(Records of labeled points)
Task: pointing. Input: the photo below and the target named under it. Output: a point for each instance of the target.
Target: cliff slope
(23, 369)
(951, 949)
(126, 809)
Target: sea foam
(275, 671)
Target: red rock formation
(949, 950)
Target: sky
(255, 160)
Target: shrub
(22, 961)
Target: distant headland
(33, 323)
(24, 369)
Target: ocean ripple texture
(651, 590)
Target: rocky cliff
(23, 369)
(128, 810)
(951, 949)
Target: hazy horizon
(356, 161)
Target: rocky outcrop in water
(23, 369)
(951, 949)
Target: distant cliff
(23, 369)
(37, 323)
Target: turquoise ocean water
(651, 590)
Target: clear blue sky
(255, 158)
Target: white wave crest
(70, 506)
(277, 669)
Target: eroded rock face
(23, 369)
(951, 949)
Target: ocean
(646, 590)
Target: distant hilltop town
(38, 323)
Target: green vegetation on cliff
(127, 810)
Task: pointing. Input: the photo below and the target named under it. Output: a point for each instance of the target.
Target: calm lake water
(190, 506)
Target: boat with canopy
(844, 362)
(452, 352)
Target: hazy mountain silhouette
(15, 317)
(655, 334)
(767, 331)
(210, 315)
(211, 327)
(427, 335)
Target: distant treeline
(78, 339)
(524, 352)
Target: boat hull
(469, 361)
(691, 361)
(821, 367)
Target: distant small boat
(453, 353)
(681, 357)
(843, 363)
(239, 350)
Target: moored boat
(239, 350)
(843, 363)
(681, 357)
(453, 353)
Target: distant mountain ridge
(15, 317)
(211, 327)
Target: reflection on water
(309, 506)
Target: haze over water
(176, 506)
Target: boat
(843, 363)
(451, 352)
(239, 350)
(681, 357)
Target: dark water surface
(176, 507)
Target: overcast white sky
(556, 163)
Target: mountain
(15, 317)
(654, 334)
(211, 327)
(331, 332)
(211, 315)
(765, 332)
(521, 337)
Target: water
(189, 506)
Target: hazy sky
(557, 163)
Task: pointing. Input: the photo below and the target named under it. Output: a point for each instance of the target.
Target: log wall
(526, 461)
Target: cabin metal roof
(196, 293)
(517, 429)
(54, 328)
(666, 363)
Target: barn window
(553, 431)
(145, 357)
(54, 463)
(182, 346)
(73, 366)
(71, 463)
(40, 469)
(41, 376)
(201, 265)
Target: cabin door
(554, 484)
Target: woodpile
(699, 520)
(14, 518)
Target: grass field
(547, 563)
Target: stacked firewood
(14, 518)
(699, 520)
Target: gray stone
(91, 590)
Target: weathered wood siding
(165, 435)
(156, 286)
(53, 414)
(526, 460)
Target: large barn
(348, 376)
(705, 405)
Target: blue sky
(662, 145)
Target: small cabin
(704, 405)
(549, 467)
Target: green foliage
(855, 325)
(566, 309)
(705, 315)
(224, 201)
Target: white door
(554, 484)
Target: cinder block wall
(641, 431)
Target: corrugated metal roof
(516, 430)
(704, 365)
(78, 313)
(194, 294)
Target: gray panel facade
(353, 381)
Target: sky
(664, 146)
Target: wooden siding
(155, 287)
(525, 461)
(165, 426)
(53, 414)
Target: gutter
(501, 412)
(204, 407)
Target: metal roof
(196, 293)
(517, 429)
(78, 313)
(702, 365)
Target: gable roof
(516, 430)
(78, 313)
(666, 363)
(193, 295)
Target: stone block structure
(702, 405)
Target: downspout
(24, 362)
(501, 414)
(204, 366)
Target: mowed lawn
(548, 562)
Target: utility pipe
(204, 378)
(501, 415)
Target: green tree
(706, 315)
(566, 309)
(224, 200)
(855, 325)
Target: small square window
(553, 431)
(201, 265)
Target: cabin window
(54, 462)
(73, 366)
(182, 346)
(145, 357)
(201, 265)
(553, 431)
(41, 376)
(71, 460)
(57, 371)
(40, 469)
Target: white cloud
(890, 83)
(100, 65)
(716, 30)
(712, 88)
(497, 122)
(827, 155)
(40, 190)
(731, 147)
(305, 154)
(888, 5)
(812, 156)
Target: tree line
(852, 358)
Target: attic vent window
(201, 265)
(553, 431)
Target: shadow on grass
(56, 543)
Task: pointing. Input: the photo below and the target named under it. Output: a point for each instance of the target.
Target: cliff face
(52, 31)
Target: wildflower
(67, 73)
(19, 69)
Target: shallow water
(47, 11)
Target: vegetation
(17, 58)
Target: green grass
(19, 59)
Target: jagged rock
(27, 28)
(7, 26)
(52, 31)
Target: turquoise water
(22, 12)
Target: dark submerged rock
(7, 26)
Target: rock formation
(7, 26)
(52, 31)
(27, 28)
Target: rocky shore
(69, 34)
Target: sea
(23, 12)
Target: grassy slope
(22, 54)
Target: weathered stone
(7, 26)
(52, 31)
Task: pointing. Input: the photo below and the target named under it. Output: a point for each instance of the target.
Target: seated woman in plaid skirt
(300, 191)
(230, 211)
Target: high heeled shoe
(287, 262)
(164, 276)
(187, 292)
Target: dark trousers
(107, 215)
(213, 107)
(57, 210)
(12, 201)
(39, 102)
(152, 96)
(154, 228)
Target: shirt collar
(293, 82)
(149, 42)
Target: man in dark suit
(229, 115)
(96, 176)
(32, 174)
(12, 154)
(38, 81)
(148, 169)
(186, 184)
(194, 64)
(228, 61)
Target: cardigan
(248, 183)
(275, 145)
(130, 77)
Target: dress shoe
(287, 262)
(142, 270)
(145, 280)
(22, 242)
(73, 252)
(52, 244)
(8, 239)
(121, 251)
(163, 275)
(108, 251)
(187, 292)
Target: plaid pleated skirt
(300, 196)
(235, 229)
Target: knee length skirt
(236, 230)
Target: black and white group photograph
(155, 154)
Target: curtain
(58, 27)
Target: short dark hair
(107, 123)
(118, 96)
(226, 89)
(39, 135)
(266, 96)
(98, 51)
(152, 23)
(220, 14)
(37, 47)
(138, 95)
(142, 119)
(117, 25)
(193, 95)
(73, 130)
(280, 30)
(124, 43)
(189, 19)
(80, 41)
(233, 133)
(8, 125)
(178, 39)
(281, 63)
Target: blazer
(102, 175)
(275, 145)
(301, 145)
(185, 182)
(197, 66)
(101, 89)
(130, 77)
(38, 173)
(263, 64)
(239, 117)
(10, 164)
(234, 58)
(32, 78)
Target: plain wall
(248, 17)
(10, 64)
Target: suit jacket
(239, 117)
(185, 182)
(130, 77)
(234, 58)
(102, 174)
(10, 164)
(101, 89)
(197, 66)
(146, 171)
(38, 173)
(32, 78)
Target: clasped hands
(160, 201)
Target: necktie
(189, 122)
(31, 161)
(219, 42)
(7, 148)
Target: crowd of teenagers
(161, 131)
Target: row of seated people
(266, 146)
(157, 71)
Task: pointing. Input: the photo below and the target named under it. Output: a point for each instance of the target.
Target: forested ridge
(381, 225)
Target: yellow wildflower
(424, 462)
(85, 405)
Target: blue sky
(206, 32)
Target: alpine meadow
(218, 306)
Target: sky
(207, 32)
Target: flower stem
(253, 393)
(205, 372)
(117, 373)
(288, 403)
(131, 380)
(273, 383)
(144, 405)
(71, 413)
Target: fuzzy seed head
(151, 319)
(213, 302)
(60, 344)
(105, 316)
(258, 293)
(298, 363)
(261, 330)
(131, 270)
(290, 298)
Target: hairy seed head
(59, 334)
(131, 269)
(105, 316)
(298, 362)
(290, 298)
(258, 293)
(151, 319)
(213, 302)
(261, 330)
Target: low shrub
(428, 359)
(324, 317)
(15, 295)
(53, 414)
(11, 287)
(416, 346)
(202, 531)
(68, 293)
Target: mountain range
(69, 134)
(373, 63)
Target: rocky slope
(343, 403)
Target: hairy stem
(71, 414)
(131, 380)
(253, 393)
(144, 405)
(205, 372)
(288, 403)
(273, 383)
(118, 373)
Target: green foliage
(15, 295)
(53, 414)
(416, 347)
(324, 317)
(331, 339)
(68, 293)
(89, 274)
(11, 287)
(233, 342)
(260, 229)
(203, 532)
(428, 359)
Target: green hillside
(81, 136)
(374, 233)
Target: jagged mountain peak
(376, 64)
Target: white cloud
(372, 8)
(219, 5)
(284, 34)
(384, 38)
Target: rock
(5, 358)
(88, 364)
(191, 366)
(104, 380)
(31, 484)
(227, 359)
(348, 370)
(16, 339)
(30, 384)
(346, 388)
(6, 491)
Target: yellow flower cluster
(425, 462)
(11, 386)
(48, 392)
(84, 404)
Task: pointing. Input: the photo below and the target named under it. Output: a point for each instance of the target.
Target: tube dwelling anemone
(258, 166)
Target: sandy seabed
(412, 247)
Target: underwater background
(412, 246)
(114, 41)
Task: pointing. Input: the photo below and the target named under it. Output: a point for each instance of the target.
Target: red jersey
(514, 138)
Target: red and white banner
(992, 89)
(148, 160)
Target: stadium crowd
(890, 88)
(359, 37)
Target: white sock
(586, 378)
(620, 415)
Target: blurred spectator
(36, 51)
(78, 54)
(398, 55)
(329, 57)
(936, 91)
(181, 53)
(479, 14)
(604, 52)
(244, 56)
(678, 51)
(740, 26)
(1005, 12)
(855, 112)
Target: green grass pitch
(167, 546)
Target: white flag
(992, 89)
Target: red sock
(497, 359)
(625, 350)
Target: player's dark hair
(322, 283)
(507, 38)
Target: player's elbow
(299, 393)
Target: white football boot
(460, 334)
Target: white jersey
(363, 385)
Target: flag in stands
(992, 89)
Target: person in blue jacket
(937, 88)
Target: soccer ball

● Exercise task: Reproduce, word for word, every line starting at the line that contains "Target: sandy seabed" and ending with the final line of the entries.

● Response:
Target: sandy seabed
(412, 247)
Target: underwater background
(412, 246)
(114, 41)
Task: pointing. Input: the photo below and the target named under it. Output: a point for each instance of the target.
Target: red jersey
(514, 138)
Target: red and white banner
(992, 89)
(148, 160)
Target: stadium crowd
(890, 88)
(359, 37)
Target: white sock
(586, 378)
(620, 415)
Target: blurred spectator
(36, 51)
(78, 54)
(398, 55)
(329, 57)
(936, 91)
(181, 53)
(479, 14)
(604, 52)
(244, 56)
(678, 51)
(740, 26)
(1005, 12)
(855, 112)
Target: green grass pitch
(167, 546)
Target: white flag
(992, 89)
Target: red sock
(497, 359)
(625, 350)
Target: player's dark hair
(322, 283)
(507, 38)
Target: player's elbow
(299, 393)
Target: white football boot
(460, 334)
Target: white jersey
(363, 385)
Target: flag in stands
(992, 89)
Target: person in blue jacket
(937, 88)
Target: soccer ball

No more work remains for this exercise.